North Korean, Chinese Leaders Hold Talks in Beijing

Alwaght- Nearly two months ago, North Korea announced that it is ready to negotiate its nuclear program with the US if the Americans give adequate guarantees about respecting the country’s security. The intention of Pyongyang to negotiate with Washington was made public by South Korea even before the North expressed its will to discuss the case with the Americans. But where do these potential negotiations go? Should they be understood as Pyongyang’s backing down from its firmly-held stances?

Negotiations receive China and Russia green light

A senior official at the South Korean president’s office has announced that the North Korean Leader Kim Jong-un is deeply interested in signing a peace deal with Americans that would pave the way for diplomatic relations between the two nations.

The new stance of the Korean leader is a blatant turnabout for his previous approaches that even culminated to threatening Washington with missile strikes.

But what happened now that the uncompromising Kim says he is ready for dialogue to settle the issues between Pyongyang and Washington?

Dataset extract ::

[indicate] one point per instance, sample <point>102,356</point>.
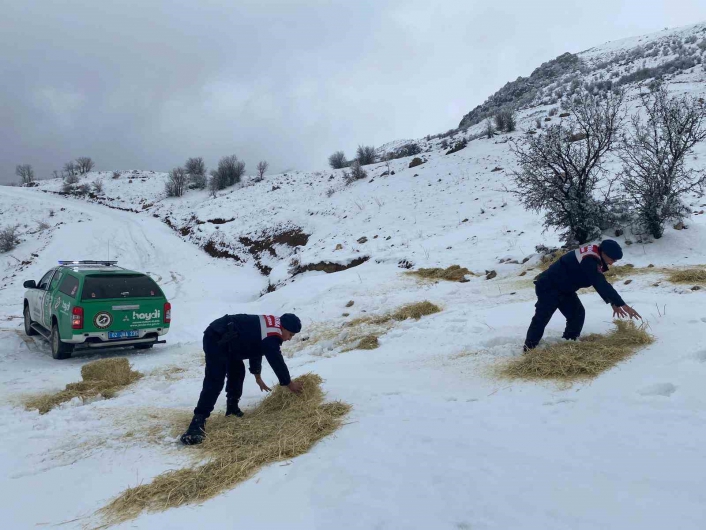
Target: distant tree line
<point>562,170</point>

Task :: Extend the article about Pyongyang's proposed negotiations with Washington, picking up after its final sentence.

Result of the exercise ::
Some find the softening of the North Korean tone as a result of the United Nations Security Council’s sanctions as well as the US unilateral pressures on Pyongyang, arguing that accumulation of sanctions at the end of the road has come to fruition.

But the fact is that the anti-North Korean sanctions are not imposed only in the past few months. The Southeast Asian state received warnings from the UN in June 1950. In the 1990s, Pyongyang was several times threatened by the US that if continued its present policy, it will face toughest sanctions of the UNSC. The ban threats came to materialization in 2006 eventually, when the nation was put on strict sanctions. But the wide-ranging restrictions were hardly effective in making its young leader bow to the US pressures and a consequent shift in Kim’s nuclear and diplomatic posture.

To be sure, the ban conditions are never new to North Korea to be considered the factor behind the U-turn in Pyongyang position. That leads to the idea that the external factors, and not the internal ones, should be seen driving the North Korean leader’s shift. 

In the past few months, and along with Kim’s showing signs of diplomatic flexibility, some Pyongyang officials made visits to the regional countries, particularly to China and Russia, both allies of North Korea. Since November last year, two high-ranking political and military delegations from the North visited Moscow. On Tuesday, North Korea’s Foreign Minister Ri Yong Ho made a rare visit to Russia. After talks with his Russian counterpart Sergei Lavrov, Yong Ho said that beside bilateral affairs the two sides discussed Pyongyang tensions’ with Seoul and Washington. A fortnight ago, Kim Jong-un unofficially and nearly secretly visited Beijing. Publicizing his visit, the media reported that he met with President Xi Jinping of China and talked with him the cases of mutual interest.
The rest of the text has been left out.